◆ Task description ◆
Reproduce the lines of the listing below verbatim, starting at the line containing "Game engine object recognition — detect woman's gray" and ending at the line containing "120, 31, 140, 45", both included.

— Begin Exercise material —

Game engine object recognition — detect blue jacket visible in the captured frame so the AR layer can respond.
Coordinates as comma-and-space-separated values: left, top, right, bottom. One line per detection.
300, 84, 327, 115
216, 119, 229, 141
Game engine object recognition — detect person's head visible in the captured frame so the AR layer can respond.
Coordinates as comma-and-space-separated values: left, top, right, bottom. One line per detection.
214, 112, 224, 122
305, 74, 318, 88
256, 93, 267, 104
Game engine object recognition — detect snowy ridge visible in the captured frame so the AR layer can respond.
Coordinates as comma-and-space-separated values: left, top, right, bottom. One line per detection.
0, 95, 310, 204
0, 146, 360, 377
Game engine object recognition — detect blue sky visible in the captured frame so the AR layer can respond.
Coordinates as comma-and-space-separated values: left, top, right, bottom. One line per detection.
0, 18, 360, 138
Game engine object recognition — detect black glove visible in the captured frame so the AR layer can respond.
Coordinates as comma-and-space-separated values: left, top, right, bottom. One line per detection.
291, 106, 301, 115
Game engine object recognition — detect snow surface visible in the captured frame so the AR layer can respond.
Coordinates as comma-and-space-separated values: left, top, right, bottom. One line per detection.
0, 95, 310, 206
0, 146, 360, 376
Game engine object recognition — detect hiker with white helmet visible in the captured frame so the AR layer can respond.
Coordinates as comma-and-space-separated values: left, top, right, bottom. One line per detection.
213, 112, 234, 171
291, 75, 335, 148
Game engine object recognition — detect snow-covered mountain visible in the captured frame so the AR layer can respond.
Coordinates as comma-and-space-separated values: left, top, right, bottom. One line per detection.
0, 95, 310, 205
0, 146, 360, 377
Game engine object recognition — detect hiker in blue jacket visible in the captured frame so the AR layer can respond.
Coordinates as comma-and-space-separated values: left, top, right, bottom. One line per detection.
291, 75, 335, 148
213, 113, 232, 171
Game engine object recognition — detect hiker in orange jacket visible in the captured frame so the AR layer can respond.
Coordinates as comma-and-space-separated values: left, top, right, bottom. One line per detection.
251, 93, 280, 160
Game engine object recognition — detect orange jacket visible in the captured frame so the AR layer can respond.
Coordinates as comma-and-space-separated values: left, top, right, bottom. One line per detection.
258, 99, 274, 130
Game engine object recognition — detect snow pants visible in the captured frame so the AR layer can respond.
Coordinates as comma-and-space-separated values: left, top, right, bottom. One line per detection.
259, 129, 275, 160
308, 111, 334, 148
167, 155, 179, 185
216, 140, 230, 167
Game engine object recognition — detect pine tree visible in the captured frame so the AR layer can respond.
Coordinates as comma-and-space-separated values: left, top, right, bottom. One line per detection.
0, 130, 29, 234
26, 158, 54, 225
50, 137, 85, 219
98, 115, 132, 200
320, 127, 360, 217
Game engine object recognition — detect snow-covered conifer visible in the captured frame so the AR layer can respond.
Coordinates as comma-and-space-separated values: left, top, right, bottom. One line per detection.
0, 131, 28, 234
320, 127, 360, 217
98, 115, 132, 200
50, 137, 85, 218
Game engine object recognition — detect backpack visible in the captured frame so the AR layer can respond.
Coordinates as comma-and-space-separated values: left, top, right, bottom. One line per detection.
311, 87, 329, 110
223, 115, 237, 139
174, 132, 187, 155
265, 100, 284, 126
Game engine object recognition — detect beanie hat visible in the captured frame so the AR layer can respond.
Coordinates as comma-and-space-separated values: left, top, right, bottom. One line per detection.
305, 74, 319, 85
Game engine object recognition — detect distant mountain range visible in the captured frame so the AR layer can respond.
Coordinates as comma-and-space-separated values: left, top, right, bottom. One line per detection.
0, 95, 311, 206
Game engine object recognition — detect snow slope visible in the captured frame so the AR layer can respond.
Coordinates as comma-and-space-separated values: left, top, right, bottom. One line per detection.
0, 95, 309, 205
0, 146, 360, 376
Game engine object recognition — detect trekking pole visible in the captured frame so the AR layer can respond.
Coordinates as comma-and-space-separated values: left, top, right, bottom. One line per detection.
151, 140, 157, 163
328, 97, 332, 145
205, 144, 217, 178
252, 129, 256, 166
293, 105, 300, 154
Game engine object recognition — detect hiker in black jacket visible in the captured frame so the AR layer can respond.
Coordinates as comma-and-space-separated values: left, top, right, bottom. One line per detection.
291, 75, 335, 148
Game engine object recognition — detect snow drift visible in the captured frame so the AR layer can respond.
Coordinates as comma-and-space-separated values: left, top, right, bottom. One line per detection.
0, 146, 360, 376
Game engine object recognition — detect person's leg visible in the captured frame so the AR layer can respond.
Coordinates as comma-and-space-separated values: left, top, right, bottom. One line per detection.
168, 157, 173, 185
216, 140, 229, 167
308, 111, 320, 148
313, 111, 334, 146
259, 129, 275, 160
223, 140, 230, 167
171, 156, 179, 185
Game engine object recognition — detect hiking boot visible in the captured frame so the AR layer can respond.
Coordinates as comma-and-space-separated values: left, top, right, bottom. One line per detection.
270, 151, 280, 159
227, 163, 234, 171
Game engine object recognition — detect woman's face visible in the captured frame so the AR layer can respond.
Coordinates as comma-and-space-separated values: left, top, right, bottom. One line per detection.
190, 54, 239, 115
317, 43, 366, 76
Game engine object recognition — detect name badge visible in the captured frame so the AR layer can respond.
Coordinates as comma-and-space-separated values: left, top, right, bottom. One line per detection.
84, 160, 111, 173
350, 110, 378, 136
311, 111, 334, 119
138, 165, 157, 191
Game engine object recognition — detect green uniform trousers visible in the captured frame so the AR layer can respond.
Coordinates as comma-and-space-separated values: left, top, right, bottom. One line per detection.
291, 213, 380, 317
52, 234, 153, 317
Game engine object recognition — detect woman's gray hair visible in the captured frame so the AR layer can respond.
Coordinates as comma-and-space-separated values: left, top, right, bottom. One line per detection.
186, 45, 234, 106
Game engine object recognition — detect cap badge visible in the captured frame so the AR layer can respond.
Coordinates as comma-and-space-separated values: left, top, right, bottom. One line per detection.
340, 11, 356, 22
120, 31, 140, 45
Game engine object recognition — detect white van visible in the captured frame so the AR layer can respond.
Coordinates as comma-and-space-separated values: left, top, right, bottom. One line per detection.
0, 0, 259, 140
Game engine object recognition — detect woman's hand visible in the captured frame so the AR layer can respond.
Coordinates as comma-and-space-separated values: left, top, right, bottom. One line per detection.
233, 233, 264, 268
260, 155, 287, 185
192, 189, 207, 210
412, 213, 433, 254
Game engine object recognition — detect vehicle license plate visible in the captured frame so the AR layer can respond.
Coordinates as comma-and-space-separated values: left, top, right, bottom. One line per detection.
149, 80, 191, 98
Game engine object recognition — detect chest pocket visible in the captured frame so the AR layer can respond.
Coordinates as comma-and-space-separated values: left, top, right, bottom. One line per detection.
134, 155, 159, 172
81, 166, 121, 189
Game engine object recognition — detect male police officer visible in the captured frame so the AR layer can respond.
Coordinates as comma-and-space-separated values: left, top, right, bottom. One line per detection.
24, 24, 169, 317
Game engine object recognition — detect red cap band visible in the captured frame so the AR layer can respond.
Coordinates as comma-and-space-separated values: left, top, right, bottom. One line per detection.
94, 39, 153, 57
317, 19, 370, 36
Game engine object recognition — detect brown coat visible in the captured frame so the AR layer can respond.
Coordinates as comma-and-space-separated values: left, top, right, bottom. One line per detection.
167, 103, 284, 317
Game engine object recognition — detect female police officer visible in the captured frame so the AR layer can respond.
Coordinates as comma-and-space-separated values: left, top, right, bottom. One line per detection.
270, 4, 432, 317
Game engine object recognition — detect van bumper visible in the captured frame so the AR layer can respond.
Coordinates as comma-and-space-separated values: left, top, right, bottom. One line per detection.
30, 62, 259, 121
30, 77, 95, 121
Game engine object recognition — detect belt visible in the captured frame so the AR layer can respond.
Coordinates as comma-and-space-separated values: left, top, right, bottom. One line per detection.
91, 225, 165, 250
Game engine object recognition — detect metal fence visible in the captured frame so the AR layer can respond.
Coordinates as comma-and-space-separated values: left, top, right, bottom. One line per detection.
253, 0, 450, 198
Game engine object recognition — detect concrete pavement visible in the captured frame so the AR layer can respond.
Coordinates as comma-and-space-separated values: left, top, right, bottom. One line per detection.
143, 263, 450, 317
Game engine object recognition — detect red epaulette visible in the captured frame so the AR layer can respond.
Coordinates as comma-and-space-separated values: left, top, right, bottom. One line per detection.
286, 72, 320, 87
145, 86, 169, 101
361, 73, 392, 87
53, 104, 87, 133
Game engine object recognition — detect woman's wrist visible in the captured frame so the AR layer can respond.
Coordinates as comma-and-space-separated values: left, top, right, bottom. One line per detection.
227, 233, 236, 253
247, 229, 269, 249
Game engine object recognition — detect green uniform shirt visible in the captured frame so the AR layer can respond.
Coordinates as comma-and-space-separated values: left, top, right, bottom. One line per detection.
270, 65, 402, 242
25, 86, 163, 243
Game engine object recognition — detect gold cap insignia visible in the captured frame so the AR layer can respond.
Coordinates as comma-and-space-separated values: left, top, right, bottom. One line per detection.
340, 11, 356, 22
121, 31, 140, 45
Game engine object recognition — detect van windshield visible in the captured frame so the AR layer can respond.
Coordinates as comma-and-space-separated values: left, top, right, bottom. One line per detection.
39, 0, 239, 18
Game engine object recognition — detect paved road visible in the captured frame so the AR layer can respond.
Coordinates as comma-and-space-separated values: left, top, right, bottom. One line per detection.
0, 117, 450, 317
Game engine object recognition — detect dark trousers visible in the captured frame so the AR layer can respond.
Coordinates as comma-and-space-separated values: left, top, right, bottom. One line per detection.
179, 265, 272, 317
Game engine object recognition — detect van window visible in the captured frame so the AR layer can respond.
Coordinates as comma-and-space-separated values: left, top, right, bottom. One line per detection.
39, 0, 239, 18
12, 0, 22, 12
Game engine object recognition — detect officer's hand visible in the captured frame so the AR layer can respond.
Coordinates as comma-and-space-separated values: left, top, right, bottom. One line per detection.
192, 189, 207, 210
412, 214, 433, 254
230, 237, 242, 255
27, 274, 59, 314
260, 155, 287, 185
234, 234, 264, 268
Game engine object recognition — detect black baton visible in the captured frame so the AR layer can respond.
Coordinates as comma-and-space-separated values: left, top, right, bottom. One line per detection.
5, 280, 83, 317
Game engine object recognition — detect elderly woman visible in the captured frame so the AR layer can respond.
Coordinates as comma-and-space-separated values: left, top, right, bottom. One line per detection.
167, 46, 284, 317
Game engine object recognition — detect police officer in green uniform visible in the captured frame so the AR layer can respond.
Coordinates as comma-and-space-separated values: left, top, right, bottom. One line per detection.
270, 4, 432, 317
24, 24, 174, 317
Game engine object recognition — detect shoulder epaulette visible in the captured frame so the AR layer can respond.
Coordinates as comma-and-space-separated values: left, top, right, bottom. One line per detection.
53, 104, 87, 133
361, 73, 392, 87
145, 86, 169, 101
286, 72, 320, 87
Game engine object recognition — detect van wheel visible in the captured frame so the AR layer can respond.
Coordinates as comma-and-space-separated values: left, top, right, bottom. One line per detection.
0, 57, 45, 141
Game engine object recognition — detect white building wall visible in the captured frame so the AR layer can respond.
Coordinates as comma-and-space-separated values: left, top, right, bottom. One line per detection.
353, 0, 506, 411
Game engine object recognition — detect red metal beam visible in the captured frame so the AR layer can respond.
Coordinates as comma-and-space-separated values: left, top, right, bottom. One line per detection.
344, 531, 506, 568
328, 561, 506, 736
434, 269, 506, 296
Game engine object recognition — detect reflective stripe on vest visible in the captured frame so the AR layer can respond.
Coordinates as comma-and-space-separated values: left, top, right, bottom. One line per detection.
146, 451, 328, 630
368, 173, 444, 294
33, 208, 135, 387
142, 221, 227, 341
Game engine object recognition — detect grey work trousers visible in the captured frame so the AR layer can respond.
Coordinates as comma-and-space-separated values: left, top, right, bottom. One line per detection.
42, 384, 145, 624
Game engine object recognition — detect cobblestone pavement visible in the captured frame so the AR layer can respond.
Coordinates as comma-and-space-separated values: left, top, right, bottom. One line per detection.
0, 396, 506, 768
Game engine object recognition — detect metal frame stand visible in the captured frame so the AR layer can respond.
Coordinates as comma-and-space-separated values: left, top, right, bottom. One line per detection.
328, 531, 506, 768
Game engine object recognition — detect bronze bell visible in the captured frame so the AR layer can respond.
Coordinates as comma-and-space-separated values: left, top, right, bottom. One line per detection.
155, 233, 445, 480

— End Exercise material —

◆ Correct response ◆
Game engine object recognition — detect woman's gray hair visible in the captured frame so the AR layer can respond.
Coordinates as comma-and-space-separated values: left, top, right, bottom. One line per detection.
186, 45, 234, 106
Game engine object recognition — detect cap badge visible in the captured frame so the AR layer can respond.
Coordinates as comma-and-space-separated values: left, top, right, bottom. One line per detection.
340, 11, 356, 22
120, 31, 140, 45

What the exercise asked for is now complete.